PROMPT -
Answer these questions from the forum thread below:
1. Which variant description does the reporter give as an example of getting dozens of warnings?
2. According to the reply, why are RefSeqGenes "kind of a side-show"?
3. Who requested the RefSeqGene workflow?

TEXT BLOCK -

□ □ □ □ □

Closed ifokkema closed 1 year ago
For every transcript mapping provided, VV mentions dozens of warnings about other reference sequences that have a new version. E.g., for NM_001159508.1:c.153+515del, I get (shortened JSON):
Yeah. That's on my radar. Thanks for opening this
OK, I can deal with VV being focused on transcripts
Not really. It is genome/transcript based. RefSeqGenes are kind of a side-show because they are poorly maintained by RefSeq. To be honest, RefSeq don't really appear to believe in them, especialy since LRG died off! If they don't create good data, we are limited, so the following workflow I believe was chose (although I would have to check)
RefSeqGene to a transcript, then to the genome build, then to all overlapping transcripts.
This was requested by clinicians who were fed up with not being able to map RSG variants to the transcripts they actually wanted and (like LRG) were fed up that barely any transcripts are annotated in RefSeq Gene records.

□ □ □ □ □

DATA -
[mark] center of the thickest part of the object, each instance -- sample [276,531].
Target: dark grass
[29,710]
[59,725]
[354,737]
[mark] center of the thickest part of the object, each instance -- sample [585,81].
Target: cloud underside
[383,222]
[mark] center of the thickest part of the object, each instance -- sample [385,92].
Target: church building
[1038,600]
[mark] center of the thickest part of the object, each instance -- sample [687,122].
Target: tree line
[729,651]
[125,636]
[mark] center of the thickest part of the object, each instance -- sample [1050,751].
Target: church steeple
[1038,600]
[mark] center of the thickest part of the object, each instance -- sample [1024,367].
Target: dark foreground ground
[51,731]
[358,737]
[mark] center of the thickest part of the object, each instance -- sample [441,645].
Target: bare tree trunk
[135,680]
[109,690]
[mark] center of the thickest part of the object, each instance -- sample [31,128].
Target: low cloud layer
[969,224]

□ □ □ □ □

OUTPUT BELOW -
1. NM_001159508.1:c.153+515del
2. They are poorly maintained by RefSeq.
3. Clinicians